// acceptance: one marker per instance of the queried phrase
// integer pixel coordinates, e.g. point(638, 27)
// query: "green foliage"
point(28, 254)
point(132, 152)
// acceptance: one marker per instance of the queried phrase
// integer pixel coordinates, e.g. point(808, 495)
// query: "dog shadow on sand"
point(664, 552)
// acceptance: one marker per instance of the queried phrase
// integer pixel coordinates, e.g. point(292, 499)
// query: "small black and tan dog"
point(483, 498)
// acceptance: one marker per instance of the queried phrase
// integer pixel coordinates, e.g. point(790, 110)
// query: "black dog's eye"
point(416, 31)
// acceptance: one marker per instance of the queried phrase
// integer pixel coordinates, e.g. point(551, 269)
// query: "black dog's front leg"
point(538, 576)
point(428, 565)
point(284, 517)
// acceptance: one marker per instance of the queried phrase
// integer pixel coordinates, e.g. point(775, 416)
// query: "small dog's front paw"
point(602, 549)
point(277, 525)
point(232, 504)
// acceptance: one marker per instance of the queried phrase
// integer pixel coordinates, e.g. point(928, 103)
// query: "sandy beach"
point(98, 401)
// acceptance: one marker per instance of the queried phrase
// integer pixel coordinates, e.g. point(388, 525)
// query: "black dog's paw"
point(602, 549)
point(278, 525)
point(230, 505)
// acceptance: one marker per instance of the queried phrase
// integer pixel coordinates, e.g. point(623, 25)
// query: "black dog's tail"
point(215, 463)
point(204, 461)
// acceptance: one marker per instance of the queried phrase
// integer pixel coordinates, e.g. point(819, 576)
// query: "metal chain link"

Task to complete ▸ Only the lines above that include the word "coordinates" belong in the answer; copy each one.

Finished exercise ▸
// integer pixel coordinates, e.g. point(638, 27)
// integer pixel coordinates, e.g. point(808, 495)
// integer pixel coordinates, e.g. point(292, 499)
// integer pixel coordinates, e.g. point(790, 110)
// integer pixel coordinates, e.g. point(551, 269)
// integer pixel coordinates, e.g. point(775, 416)
// integer pixel coordinates, e.g. point(928, 103)
// integer pixel coordinates, e.g. point(388, 525)
// integer pixel coordinates, e.g. point(623, 25)
// integer pixel coordinates, e.g. point(819, 576)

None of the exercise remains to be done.